## TASK BRIEF
For each line in the data below, write an exact copy.

PROVIDED INFORMATION Block Start

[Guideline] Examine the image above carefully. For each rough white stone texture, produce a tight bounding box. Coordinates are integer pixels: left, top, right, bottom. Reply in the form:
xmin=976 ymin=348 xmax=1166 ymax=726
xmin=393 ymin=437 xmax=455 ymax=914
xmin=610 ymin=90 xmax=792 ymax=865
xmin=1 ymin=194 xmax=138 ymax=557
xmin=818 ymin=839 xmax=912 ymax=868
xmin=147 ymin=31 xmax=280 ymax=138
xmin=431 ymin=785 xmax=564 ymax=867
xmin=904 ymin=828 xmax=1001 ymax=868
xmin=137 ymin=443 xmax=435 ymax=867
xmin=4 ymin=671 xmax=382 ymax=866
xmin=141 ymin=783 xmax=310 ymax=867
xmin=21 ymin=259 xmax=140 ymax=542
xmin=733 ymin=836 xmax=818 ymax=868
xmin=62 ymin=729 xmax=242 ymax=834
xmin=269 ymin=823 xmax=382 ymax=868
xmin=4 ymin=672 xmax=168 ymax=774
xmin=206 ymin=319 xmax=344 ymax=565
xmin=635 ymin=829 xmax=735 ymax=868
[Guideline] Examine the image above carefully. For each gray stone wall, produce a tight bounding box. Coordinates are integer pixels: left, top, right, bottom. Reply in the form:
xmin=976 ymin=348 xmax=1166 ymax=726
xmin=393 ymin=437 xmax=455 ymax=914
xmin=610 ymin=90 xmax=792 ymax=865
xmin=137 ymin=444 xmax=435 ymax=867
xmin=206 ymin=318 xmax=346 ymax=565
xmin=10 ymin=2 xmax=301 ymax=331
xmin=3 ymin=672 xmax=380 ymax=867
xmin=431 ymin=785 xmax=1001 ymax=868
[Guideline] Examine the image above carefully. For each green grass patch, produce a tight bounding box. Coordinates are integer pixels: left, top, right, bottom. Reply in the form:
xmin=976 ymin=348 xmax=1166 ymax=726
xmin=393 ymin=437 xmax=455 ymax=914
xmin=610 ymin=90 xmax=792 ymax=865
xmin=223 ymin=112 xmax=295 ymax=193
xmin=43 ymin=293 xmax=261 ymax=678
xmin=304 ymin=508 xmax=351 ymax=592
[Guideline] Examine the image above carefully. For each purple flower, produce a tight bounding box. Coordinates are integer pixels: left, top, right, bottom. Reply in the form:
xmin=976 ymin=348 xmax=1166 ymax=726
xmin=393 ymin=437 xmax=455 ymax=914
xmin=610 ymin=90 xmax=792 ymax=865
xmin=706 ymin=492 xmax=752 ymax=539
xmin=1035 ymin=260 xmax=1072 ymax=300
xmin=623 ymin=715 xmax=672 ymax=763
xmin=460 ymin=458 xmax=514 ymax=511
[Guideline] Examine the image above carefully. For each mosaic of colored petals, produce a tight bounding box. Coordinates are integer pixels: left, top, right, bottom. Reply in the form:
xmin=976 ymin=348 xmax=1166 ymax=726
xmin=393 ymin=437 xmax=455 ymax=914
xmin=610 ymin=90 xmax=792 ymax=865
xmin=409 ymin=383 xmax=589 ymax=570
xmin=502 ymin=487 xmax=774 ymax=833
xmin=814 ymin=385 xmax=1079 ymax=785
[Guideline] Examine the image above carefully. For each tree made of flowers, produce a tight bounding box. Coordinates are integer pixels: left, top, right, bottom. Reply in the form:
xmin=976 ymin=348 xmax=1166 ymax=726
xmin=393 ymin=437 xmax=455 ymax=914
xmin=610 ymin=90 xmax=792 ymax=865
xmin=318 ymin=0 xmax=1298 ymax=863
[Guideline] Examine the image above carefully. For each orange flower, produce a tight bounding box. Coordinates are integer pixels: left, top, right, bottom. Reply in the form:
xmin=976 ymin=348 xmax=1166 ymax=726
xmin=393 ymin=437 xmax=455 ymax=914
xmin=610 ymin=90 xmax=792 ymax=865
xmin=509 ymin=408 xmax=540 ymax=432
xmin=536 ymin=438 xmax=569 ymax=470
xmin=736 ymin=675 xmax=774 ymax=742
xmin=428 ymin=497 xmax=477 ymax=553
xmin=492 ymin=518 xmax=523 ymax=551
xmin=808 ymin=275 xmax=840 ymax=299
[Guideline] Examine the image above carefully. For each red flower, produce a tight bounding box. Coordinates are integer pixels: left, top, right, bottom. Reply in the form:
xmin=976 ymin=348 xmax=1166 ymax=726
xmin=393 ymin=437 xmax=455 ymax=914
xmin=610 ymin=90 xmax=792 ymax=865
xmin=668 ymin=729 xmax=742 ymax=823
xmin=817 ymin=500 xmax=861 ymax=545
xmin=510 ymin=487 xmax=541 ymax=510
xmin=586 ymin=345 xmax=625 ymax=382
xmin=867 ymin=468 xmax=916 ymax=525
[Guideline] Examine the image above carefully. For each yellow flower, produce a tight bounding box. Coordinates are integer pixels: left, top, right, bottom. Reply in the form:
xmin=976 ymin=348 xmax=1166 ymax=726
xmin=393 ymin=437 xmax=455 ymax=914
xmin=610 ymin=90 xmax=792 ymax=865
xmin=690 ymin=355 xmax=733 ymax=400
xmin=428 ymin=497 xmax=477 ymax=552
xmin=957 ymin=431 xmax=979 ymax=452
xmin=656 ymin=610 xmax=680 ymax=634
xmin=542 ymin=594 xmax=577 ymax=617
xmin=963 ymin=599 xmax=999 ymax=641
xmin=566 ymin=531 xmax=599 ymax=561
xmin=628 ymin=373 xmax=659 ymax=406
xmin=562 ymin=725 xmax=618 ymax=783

PROVIDED INFORMATION Block End

## SOLUTION
[Guideline] Examine the image above carefully. For each rough white stone texture, produce a tight bounding box. Coordinates are integer pixels: left, top, right, bottom. Reply in the form:
xmin=976 ymin=348 xmax=1166 ymax=726
xmin=393 ymin=437 xmax=455 ymax=914
xmin=610 ymin=90 xmax=792 ymax=865
xmin=1 ymin=194 xmax=138 ymax=557
xmin=818 ymin=839 xmax=912 ymax=868
xmin=147 ymin=31 xmax=280 ymax=138
xmin=431 ymin=785 xmax=564 ymax=867
xmin=904 ymin=828 xmax=1001 ymax=868
xmin=137 ymin=443 xmax=435 ymax=867
xmin=4 ymin=671 xmax=382 ymax=866
xmin=141 ymin=783 xmax=310 ymax=867
xmin=21 ymin=259 xmax=140 ymax=542
xmin=733 ymin=836 xmax=818 ymax=868
xmin=62 ymin=729 xmax=242 ymax=834
xmin=269 ymin=823 xmax=382 ymax=868
xmin=4 ymin=672 xmax=168 ymax=774
xmin=206 ymin=319 xmax=344 ymax=565
xmin=635 ymin=829 xmax=735 ymax=868
[Guideline] Examine the image above carefully. For each gray stone wall, produce a tight bounding box. Coordinates are integer pixels: left, top, right, bottom. Reply in the form:
xmin=976 ymin=348 xmax=1166 ymax=726
xmin=393 ymin=437 xmax=455 ymax=914
xmin=610 ymin=90 xmax=792 ymax=865
xmin=137 ymin=444 xmax=435 ymax=867
xmin=206 ymin=318 xmax=346 ymax=565
xmin=10 ymin=2 xmax=301 ymax=331
xmin=3 ymin=672 xmax=380 ymax=867
xmin=431 ymin=785 xmax=1001 ymax=868
[Guideline] Examine the image above carefully. For each green grass patch, produce a tight bounding box. Coordinates are integer pixels: left, top, right, bottom. Reply in the form:
xmin=976 ymin=348 xmax=1166 ymax=726
xmin=393 ymin=437 xmax=455 ymax=914
xmin=610 ymin=90 xmax=792 ymax=865
xmin=223 ymin=112 xmax=295 ymax=193
xmin=43 ymin=293 xmax=261 ymax=678
xmin=304 ymin=508 xmax=351 ymax=592
[Guideline] Examine the image above carefully. For each purple flower, produce a tight bounding box. Coordinates are integer pixels: left, top, right, bottom. Reply in the form:
xmin=976 ymin=348 xmax=1166 ymax=726
xmin=393 ymin=437 xmax=455 ymax=914
xmin=610 ymin=90 xmax=792 ymax=865
xmin=706 ymin=492 xmax=752 ymax=539
xmin=1035 ymin=260 xmax=1072 ymax=300
xmin=623 ymin=715 xmax=672 ymax=763
xmin=460 ymin=458 xmax=514 ymax=511
[Guideline] Examine the image above carefully. For each mosaic of colored petals, produce a tight bounding box. Coordinates are integer pixels: left, top, right, bottom. Reply in the form:
xmin=976 ymin=348 xmax=1166 ymax=726
xmin=393 ymin=437 xmax=455 ymax=914
xmin=610 ymin=90 xmax=792 ymax=865
xmin=409 ymin=383 xmax=589 ymax=570
xmin=502 ymin=487 xmax=774 ymax=833
xmin=814 ymin=385 xmax=1079 ymax=785
[Guideline] Examine the image above carefully. For each tree made of flowers, produce a tight bounding box. Coordinates are integer pixels: left, top, right, bottom. Reply in the form:
xmin=976 ymin=348 xmax=1166 ymax=726
xmin=393 ymin=437 xmax=455 ymax=914
xmin=610 ymin=90 xmax=792 ymax=865
xmin=318 ymin=0 xmax=1298 ymax=863
[Guideline] Examine the image above carefully. For each orange flower, produce a tight bounding box. Coordinates are integer pixels: left, top, right, bottom. Reply in the form:
xmin=976 ymin=348 xmax=1166 ymax=726
xmin=393 ymin=437 xmax=455 ymax=914
xmin=610 ymin=90 xmax=792 ymax=865
xmin=509 ymin=408 xmax=540 ymax=432
xmin=536 ymin=438 xmax=569 ymax=470
xmin=736 ymin=675 xmax=774 ymax=742
xmin=428 ymin=497 xmax=477 ymax=553
xmin=492 ymin=518 xmax=523 ymax=551
xmin=808 ymin=275 xmax=840 ymax=299
[Guideline] Examine the image above carefully. For each red flower, produce a tight bounding box. Coordinates are integer pixels: left, top, right, bottom. Reply in the form:
xmin=976 ymin=348 xmax=1166 ymax=726
xmin=393 ymin=437 xmax=455 ymax=914
xmin=610 ymin=90 xmax=792 ymax=865
xmin=668 ymin=729 xmax=742 ymax=823
xmin=817 ymin=500 xmax=861 ymax=545
xmin=510 ymin=487 xmax=541 ymax=510
xmin=586 ymin=345 xmax=625 ymax=382
xmin=867 ymin=468 xmax=916 ymax=525
[Guideline] Examine the image above carefully. For each yellow flower, produce a tight bounding box. Coordinates are integer pixels: left, top, right, bottom. Reply in the form:
xmin=976 ymin=348 xmax=1166 ymax=726
xmin=393 ymin=437 xmax=455 ymax=914
xmin=610 ymin=90 xmax=792 ymax=865
xmin=690 ymin=355 xmax=733 ymax=400
xmin=428 ymin=497 xmax=477 ymax=552
xmin=957 ymin=431 xmax=979 ymax=452
xmin=656 ymin=610 xmax=680 ymax=634
xmin=542 ymin=594 xmax=577 ymax=617
xmin=963 ymin=599 xmax=999 ymax=641
xmin=566 ymin=531 xmax=599 ymax=561
xmin=628 ymin=373 xmax=659 ymax=406
xmin=562 ymin=725 xmax=618 ymax=783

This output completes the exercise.